**AIM OF THE TASK**
Only the text of the entries below should be returned, exactly as given, without pictures.

--- PROVIDED RECORDS ---

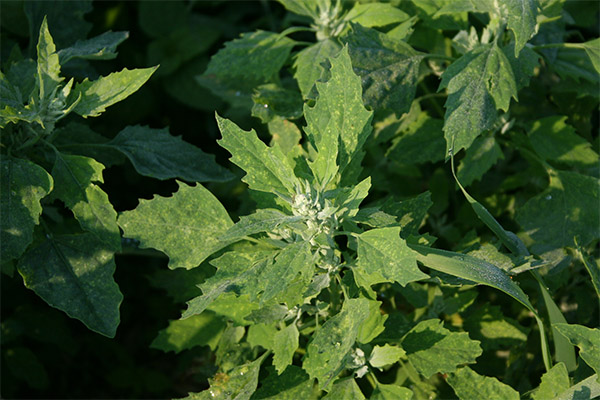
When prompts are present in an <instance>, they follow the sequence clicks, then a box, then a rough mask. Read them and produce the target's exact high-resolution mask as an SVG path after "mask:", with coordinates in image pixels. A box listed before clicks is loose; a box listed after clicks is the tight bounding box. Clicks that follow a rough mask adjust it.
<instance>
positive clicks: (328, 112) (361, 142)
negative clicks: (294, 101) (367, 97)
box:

---

**ANSWER SECTION**
When prompts are present in an <instance>, they follow the sequence clicks, then a box, then a rough mask. Read them and produce the target's exact high-resolution mask as an SVG path after "mask:", with coordinates in image pixels. A box listed before clicks is loose; a box listed after clicks is the tight bounding box. Clicks that follow a rough mask adjust it.
<instance>
positive clicks: (328, 112) (361, 142)
negative clicks: (294, 101) (367, 97)
box:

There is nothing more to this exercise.